Task directions
Lines from the entries below that hold "dark" form the answer; copy all of them.

Input data
· · · ·

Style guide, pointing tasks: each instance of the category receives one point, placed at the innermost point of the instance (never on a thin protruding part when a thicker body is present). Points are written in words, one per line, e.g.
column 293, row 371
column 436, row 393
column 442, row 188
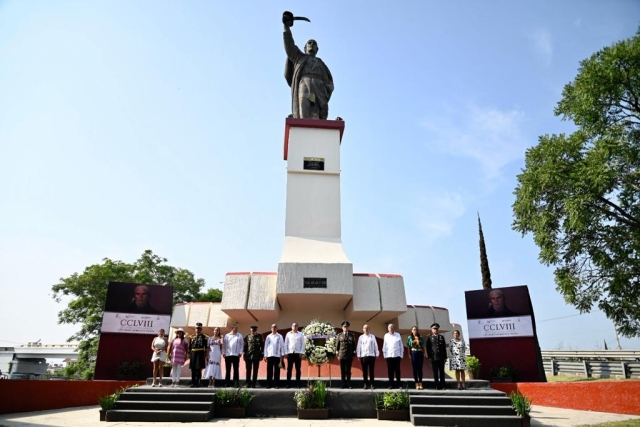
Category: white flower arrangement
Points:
column 315, row 352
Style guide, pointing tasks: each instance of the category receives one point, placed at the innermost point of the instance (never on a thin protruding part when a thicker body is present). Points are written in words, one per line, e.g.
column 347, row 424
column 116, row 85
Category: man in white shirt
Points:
column 232, row 347
column 367, row 351
column 294, row 347
column 393, row 350
column 273, row 355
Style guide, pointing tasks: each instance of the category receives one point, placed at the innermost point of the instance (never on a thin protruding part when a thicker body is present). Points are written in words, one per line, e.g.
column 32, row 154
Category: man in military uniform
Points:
column 346, row 349
column 197, row 346
column 253, row 352
column 437, row 354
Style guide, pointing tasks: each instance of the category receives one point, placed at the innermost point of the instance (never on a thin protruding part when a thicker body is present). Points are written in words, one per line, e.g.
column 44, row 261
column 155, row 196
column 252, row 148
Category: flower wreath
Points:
column 319, row 342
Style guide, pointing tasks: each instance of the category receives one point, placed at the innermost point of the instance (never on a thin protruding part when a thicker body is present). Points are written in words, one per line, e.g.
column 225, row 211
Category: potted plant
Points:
column 522, row 405
column 473, row 367
column 312, row 402
column 392, row 405
column 107, row 402
column 503, row 374
column 129, row 371
column 233, row 403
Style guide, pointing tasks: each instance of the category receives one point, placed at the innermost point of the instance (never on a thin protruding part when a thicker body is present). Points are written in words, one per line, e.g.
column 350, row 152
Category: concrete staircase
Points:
column 479, row 407
column 164, row 405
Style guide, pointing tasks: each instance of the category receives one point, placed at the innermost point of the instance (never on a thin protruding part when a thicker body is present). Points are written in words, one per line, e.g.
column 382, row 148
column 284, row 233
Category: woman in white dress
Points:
column 159, row 347
column 213, row 371
column 458, row 358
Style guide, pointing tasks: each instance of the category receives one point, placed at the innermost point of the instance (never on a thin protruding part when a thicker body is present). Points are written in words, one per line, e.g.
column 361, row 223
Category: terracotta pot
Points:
column 313, row 414
column 393, row 414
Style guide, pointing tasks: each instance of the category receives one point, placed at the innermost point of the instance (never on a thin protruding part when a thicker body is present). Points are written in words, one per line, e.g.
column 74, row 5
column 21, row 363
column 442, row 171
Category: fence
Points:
column 600, row 364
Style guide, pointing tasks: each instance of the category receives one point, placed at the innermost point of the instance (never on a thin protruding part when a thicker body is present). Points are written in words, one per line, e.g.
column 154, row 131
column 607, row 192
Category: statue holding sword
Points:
column 309, row 78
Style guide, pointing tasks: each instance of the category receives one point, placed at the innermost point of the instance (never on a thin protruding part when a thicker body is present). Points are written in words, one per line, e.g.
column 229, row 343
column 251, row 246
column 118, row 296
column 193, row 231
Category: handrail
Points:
column 591, row 354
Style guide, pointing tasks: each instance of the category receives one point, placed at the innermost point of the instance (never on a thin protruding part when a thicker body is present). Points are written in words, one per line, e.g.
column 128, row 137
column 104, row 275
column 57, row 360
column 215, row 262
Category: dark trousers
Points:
column 293, row 359
column 368, row 368
column 229, row 362
column 438, row 373
column 252, row 366
column 273, row 372
column 417, row 360
column 393, row 368
column 345, row 371
column 196, row 376
column 196, row 365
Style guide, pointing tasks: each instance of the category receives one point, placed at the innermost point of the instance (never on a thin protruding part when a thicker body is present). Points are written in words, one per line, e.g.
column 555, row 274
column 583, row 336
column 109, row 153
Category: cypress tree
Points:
column 484, row 261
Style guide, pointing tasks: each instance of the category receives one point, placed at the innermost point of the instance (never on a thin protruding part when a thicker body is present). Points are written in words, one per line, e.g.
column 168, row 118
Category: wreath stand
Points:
column 317, row 366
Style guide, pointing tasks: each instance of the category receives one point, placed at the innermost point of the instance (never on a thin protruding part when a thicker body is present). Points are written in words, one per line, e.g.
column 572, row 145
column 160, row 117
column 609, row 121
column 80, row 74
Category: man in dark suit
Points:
column 437, row 354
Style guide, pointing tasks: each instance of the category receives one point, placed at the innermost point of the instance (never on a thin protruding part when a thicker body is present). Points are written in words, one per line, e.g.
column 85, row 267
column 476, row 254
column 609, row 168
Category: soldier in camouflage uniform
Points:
column 346, row 349
column 253, row 353
column 197, row 347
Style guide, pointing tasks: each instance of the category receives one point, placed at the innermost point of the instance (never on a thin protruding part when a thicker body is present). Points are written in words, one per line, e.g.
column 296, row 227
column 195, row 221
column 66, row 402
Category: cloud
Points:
column 436, row 215
column 490, row 136
column 542, row 45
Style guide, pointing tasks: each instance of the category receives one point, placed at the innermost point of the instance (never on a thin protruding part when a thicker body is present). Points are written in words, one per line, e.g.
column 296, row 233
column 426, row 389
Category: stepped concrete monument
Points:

· · · ·

Answer
Category: dark trousers
Category: man in dark suit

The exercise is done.